Data drawn from a collection
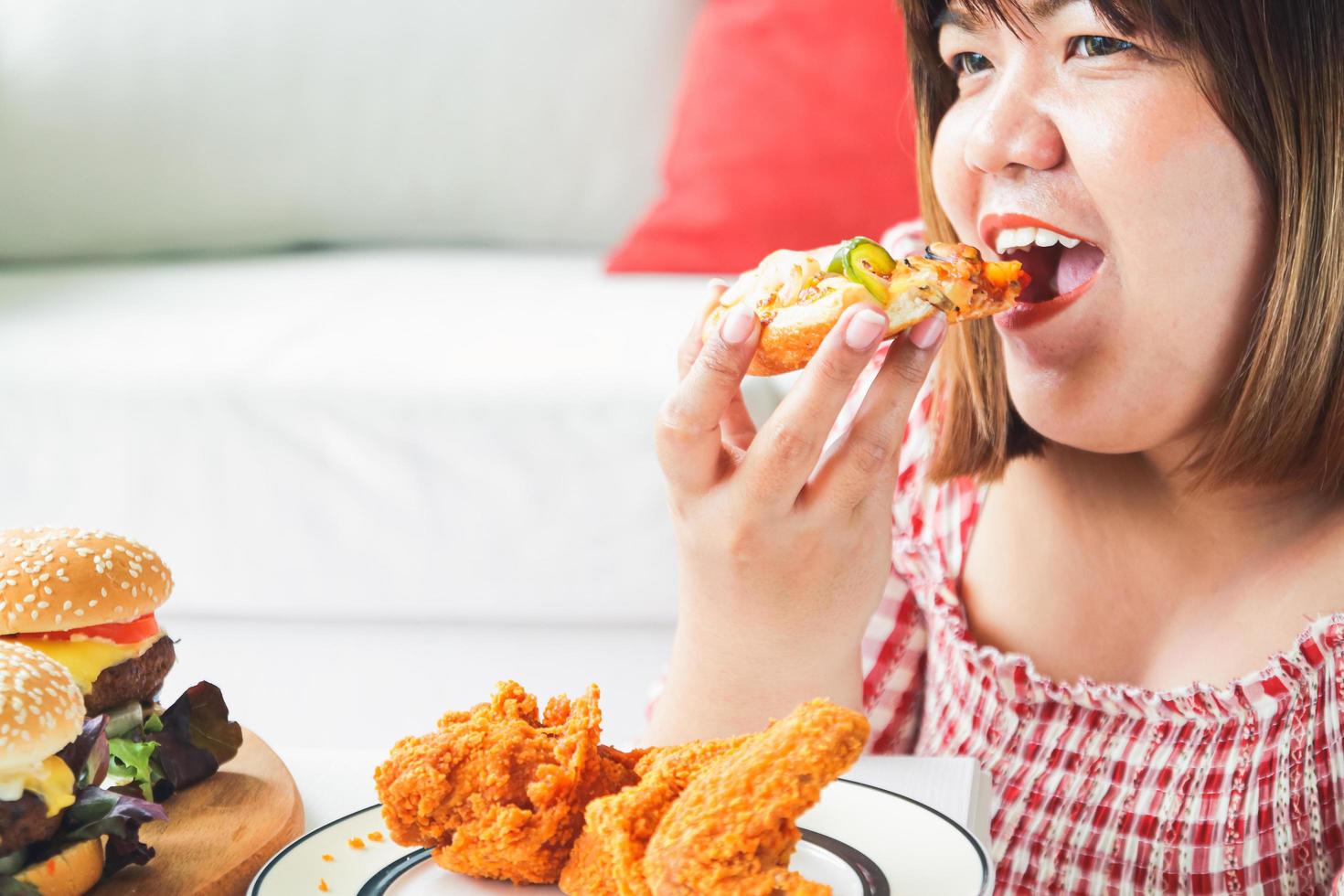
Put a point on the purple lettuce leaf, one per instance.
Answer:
(197, 739)
(99, 813)
(88, 753)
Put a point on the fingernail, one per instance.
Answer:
(864, 329)
(929, 332)
(738, 325)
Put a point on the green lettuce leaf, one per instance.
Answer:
(132, 764)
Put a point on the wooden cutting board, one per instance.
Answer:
(220, 832)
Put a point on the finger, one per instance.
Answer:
(789, 443)
(738, 427)
(687, 434)
(689, 348)
(864, 463)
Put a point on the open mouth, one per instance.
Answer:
(1058, 265)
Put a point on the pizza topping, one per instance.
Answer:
(866, 263)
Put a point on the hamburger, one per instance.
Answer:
(88, 600)
(53, 815)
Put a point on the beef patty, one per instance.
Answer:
(25, 821)
(137, 678)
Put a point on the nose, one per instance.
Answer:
(1012, 129)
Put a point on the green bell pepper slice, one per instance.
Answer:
(864, 262)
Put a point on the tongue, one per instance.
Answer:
(1077, 265)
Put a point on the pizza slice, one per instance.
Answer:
(798, 297)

Set exercise
Reproduce every line of the data above without alteration, omitting the pictures.

Answer to the task
Put a point on the purple lettuce leaf, one per instance.
Answer:
(197, 739)
(99, 813)
(88, 753)
Put a point on the fingernail, one per instance.
Answer:
(864, 329)
(929, 332)
(738, 325)
Put a point on the green lettuce leaf, one per instance.
Answer:
(132, 764)
Put a point on the wooden cutting board, one per instance.
Answer:
(220, 832)
Put a point on the finger, one per instance.
Answer:
(789, 443)
(738, 427)
(687, 434)
(689, 348)
(864, 463)
Put a point on the open mouth, one per instance.
Answer:
(1058, 265)
Put a point on the pizza topping, one per instance.
Answer:
(866, 263)
Put a point on the hamburger, one per instance.
Answer:
(88, 600)
(53, 815)
Put a point on the beef patty, one per instance.
Answer:
(25, 821)
(137, 678)
Put a point on the nose, one per instance.
Answer:
(1012, 129)
Put a point on the green bell pepper slice, one per instance.
Answer:
(864, 262)
Put a point on the tongue, one per instance.
Answer:
(1077, 265)
Put a point on the pizza slice, one per instance.
Answer:
(798, 297)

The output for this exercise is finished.